■ **How to complete this task**: The answer should consist of all the records, written out word for word.

■ **Source material**:

════════════════════

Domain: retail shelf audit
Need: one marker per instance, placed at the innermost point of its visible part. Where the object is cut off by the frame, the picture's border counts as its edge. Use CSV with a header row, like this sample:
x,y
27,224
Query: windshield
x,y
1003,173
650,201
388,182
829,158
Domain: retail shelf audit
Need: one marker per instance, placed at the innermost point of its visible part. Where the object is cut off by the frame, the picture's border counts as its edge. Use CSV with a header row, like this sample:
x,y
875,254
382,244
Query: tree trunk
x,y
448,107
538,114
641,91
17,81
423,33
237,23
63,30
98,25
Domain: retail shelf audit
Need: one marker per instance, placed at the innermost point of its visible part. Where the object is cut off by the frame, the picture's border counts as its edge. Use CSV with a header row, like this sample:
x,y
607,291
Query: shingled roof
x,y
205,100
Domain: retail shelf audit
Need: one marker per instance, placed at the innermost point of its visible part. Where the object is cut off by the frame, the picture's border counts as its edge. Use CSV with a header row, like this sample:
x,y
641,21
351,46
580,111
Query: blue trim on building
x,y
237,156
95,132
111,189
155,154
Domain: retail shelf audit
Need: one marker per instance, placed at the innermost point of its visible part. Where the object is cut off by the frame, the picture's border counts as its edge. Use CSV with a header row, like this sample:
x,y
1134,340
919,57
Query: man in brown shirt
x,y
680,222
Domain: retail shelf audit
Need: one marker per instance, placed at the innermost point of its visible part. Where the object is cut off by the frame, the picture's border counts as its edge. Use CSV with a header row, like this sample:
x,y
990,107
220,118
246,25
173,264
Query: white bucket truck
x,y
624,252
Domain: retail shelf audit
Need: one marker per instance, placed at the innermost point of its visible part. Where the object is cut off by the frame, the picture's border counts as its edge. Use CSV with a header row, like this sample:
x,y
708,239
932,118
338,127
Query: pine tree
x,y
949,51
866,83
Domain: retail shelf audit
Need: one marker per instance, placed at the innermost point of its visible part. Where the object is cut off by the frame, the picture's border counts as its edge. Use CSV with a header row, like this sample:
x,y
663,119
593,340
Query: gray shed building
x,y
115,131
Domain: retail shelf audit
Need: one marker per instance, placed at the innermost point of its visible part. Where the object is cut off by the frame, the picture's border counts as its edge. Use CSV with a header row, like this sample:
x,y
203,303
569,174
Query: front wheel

════════════════════

■ **Answer section**:
Domain: retail shelf audit
Need: one marker per instance, placed at the innermost point of its visible part. Where the object is cut off by the frame, the picture's border counts as its edge. Use CSV with a header row, like this sample:
x,y
27,224
Query: windshield
x,y
1003,173
650,201
388,182
829,158
Domain: retail shelf audit
Need: one marker per instance, placed at the innermost point of its visible part. Where the object is cut off by the frame, the picture's border counts as its edge. Use CSV with a header row, like this sample:
x,y
875,254
382,244
Query: tree trunk
x,y
448,107
538,114
641,91
17,81
423,33
237,23
63,30
98,25
Domain: retail shelf audit
Need: one marker per instance, placed at the innermost point of its visible part. Where the object is cut off by the frame, the picture's border counts as its edge. Use CSV with a header row, like this sample:
x,y
607,291
Query: shingled roof
x,y
205,100
Domain: retail shelf audit
Need: one marker per instance, placed at the innermost point of its visible part. Where the object is cut off by the frame, the picture's border counts as its edge. Use CSV with a header row, like this sample:
x,y
641,21
351,46
580,111
Query: blue trim on building
x,y
237,156
95,132
111,189
155,154
Domain: retail shelf audit
Need: one marker per instance, placed at the innermost point of its visible part. Where the object is cut off by the frame, the picture's border counts as its edge. Use CSV with a header row, like this sample:
x,y
1134,340
919,57
Query: man in brown shirt
x,y
680,222
Domain: retail shelf audit
Need: one marker per instance, placed at the innermost point of its visible part. Where the object is cut off by the frame, the picture's border counts as its edge. Use CSV with a header row, like this sample:
x,y
990,107
220,118
246,25
173,264
Query: white bucket truck
x,y
624,252
Domain: retail shelf audit
Need: one marker per instance, placed at the innermost point of its visible part. Where the object is cut off by the frame, the picture's border counts as its edge. Use CSV with a header row, like this sample:
x,y
708,239
932,118
338,127
Query: pine tree
x,y
949,51
866,83
Domain: retail shelf audit
Need: one marker per instance, placed at the innermost point of its visible part. Where the object is cut off by the frame, the picture's border counts as its edge. Use CSV with a header row, like this sample:
x,y
663,119
593,340
Query: gray shed building
x,y
115,131
Domain: retail shelf audit
Need: one marker per instance, placed at the innermost point of its visible part. Where the object is cut off by the frame, the picture's border counts as its edge. Use CSV with a header row, like this sample:
x,y
203,303
569,174
Query: front wheel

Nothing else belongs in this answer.